SHORT TASK A:
Answer these questions about the forum thread on Kindle skins:
(i) Which Decalgirl skin did the first poster order for a K1?
(ii) What was included with CoolMom1960's order from decalgal?
(iii) Which skin does VictoriaP give as an example of layout differences between the K1 and K2?
SHORT TASK B: Repeat the part of the forum thread on Kindle skins that opens with the words containing "So to do a screensaver" and closes with "future firmware upgrade.".

EXCERPTED PASSAGE:
______

I have a custom skin from Tego that I have only had for a month, I love it and it took FOREVER to get here, so I didn't think I would be changing anytime soon.  However, I have another Decalgirl (Velvet Jewel for K1) that I ordered as soon as it was available and it is begging to be used so I think I might be like Luv and switch whenever the mood strikes me.


----------



## CoolMom1960 (Mar 16, 2009)

geoffthomas said:


> Yeah. What is up with the matching screen savers? Are they only available for K1s?
> And if you want the velvet jewel, I would ask again. They seem more than willing to provide new designs - especially ones that they already have in-house for another device.


I ordered mine from decalgal and when it arrived there was a code and a website to download the matching screen saver.


----------



## akpak (Mar 5, 2009)

It's possible that the K2 screensaver hack is new enough that DecalGirl either doesn't know about it, or hasn't had time to make K2 screens.


----------



## geoffthomas (Feb 27, 2009)

But I thought the screen was the same with the exception of the 16 vs 4 shades of grey?


----------



## luvmy4brats (Nov 9, 2008)

But decalgirl redesigned many of the skins for the K2 before the screensaver hack was found. I believe they haven't decided if they're going to make screensavers for the K2 yet.


----------



## VictoriaP (Mar 1, 2009)

geoffthomas said:


> But I thought the screen was the same with the exception of the 16 vs 4 shades of grey?


It is--but if you look closely at the actual skins, you'll see layout differences in many of them as they were migrated from the K1 to the K2. Quest is a good example; on the K1, there's a ton of detail work in the lower right corner that spills up into the screen (hence the coordinating screen saver). On the K2, the detail is more centered over the keyboard area, with little to no spillover onto the screen.

So to do a screensaver for each of these MAY require a whole new image.

The K2 has only been available for a few weeks. The screensaver hack is fairly new, more complicated to install than the K1 version, and it's relatively untested as far as conflicts with Amazon's updates. I wouldn't invest the time in development of screensavers given those issues if I were running DecalGirl--they'll make way more money putting that time into getting more skins migrated to the K2 and other products.

In a few months? I suspect we'll see them come out with screensavers for the K2 down the road once the hack becomes more common, assuming Amazon doesn't break it with a future firmware upgrade.


----------

______

RAW RECORDS:
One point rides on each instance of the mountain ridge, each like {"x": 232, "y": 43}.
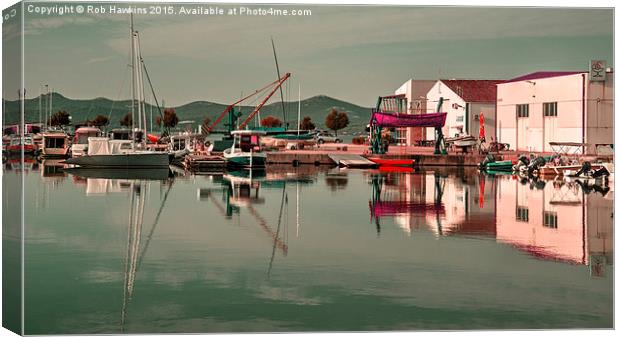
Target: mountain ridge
{"x": 316, "y": 107}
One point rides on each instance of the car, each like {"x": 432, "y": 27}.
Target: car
{"x": 325, "y": 137}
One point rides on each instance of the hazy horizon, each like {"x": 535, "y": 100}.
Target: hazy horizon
{"x": 352, "y": 53}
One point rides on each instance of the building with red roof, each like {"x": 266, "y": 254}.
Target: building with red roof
{"x": 464, "y": 101}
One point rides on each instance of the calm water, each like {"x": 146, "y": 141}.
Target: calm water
{"x": 314, "y": 250}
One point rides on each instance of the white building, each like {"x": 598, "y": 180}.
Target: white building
{"x": 536, "y": 109}
{"x": 464, "y": 100}
{"x": 415, "y": 93}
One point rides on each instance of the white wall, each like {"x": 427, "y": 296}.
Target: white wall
{"x": 567, "y": 91}
{"x": 456, "y": 116}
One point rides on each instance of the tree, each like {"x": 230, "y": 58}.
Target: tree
{"x": 271, "y": 122}
{"x": 336, "y": 120}
{"x": 306, "y": 124}
{"x": 127, "y": 120}
{"x": 206, "y": 124}
{"x": 100, "y": 120}
{"x": 60, "y": 118}
{"x": 170, "y": 118}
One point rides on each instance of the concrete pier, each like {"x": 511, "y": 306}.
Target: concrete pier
{"x": 320, "y": 157}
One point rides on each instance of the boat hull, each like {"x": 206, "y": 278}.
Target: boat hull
{"x": 123, "y": 160}
{"x": 392, "y": 162}
{"x": 565, "y": 170}
{"x": 243, "y": 159}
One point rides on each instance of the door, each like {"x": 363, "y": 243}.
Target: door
{"x": 551, "y": 125}
{"x": 522, "y": 115}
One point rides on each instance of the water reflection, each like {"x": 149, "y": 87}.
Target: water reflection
{"x": 559, "y": 220}
{"x": 226, "y": 237}
{"x": 562, "y": 220}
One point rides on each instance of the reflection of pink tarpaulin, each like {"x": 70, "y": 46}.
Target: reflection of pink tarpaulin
{"x": 390, "y": 120}
{"x": 388, "y": 208}
{"x": 482, "y": 134}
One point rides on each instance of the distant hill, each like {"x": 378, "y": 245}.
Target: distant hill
{"x": 315, "y": 107}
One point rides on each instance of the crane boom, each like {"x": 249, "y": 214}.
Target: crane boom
{"x": 278, "y": 83}
{"x": 253, "y": 113}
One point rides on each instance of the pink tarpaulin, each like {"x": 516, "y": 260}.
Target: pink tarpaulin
{"x": 390, "y": 120}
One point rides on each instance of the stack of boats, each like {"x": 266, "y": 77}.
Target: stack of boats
{"x": 549, "y": 166}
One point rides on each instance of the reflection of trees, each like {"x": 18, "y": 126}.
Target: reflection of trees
{"x": 336, "y": 183}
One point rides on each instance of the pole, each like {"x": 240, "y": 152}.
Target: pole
{"x": 133, "y": 78}
{"x": 297, "y": 209}
{"x": 40, "y": 93}
{"x": 298, "y": 112}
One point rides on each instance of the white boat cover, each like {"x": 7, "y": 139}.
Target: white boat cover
{"x": 98, "y": 146}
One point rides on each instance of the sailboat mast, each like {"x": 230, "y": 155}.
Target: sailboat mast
{"x": 142, "y": 108}
{"x": 40, "y": 93}
{"x": 299, "y": 110}
{"x": 51, "y": 101}
{"x": 133, "y": 78}
{"x": 297, "y": 213}
{"x": 273, "y": 46}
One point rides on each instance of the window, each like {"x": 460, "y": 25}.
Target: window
{"x": 523, "y": 110}
{"x": 550, "y": 219}
{"x": 523, "y": 214}
{"x": 550, "y": 109}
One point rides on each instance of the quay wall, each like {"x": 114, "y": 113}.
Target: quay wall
{"x": 322, "y": 158}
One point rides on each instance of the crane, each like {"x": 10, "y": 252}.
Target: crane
{"x": 274, "y": 87}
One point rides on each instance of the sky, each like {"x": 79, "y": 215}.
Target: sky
{"x": 353, "y": 53}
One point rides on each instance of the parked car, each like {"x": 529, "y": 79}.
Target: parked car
{"x": 325, "y": 137}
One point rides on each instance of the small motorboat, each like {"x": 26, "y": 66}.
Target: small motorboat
{"x": 246, "y": 150}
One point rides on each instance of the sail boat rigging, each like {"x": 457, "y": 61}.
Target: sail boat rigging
{"x": 106, "y": 153}
{"x": 273, "y": 46}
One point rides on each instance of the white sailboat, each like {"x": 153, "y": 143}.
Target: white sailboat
{"x": 106, "y": 153}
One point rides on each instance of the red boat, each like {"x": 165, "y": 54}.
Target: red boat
{"x": 396, "y": 169}
{"x": 392, "y": 161}
{"x": 152, "y": 138}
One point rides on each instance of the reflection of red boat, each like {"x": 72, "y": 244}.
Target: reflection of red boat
{"x": 392, "y": 161}
{"x": 152, "y": 138}
{"x": 388, "y": 119}
{"x": 390, "y": 208}
{"x": 397, "y": 169}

______

FULL ANSWER A:
(i) Velvet Jewel
(ii) A code and a website to download the matching screen saver
(iii) Quest

FULL ANSWER B:
So to do a screensaver for each of these MAY require a whole new image.

The K2 has only been available for a few weeks. The screensaver hack is fairly new, more complicated to install than the K1 version, and it's relatively untested as far as conflicts with Amazon's updates. I wouldn't invest the time in development of screensavers given those issues if I were running DecalGirl--they'll make way more money putting that time into getting more skins migrated to the K2 and other products.

In a few months? I suspect we'll see them come out with screensavers for the K2 down the road once the hack becomes more common, assuming Amazon doesn't break it with a future firmware upgrade.